---------- Material provided ----------

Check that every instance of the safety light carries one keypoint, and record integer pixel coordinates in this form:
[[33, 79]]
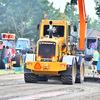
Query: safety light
[[63, 16], [45, 15]]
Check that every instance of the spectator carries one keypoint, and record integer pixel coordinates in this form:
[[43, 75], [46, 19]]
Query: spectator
[[30, 51], [24, 53], [92, 46], [95, 61], [8, 55]]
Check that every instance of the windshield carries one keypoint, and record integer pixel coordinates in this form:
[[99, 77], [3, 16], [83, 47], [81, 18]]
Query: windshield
[[57, 30], [22, 43]]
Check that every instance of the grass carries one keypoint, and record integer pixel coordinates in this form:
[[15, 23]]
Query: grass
[[10, 71]]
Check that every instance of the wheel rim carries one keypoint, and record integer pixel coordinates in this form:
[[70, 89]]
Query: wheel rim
[[20, 61], [82, 68]]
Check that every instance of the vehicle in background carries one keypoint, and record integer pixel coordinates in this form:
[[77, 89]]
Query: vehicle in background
[[9, 40], [21, 43]]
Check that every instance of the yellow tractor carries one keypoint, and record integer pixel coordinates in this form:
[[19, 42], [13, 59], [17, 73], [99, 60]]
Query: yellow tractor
[[55, 58]]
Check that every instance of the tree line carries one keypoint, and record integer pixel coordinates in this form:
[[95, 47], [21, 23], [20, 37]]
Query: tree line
[[22, 16]]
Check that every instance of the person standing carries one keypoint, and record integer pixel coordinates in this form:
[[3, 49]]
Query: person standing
[[8, 55], [30, 51], [95, 61], [24, 53], [92, 46]]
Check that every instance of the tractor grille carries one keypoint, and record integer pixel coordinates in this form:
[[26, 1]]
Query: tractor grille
[[47, 49]]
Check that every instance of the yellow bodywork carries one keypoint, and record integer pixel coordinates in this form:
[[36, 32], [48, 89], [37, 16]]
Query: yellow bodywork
[[56, 65], [46, 67]]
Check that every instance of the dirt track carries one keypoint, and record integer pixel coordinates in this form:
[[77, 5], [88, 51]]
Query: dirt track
[[13, 87]]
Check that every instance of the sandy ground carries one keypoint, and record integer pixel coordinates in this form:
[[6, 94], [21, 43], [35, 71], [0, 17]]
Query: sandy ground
[[13, 87]]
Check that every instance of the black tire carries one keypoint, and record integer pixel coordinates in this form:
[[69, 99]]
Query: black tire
[[18, 59], [42, 78], [70, 79], [1, 59], [4, 51], [80, 73], [30, 78]]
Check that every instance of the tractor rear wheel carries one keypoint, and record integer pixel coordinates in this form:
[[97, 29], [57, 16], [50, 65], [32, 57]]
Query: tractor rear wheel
[[70, 79], [80, 73], [30, 78], [18, 59]]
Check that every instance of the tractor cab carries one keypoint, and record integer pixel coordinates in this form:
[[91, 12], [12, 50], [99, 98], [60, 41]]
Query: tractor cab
[[90, 44]]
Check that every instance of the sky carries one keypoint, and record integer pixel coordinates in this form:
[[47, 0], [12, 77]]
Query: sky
[[89, 5]]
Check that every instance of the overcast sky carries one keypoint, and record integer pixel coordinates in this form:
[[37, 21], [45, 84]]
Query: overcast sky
[[89, 4]]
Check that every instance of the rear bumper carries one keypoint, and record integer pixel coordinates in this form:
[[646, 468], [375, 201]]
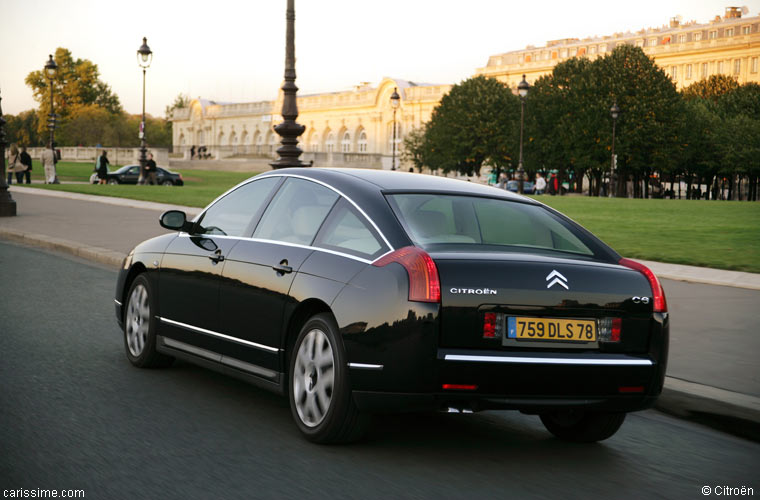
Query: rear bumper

----------

**Required action**
State the number of lines in the preceding entries that include the word "bumper". Provide nothing else.

**Solution below**
2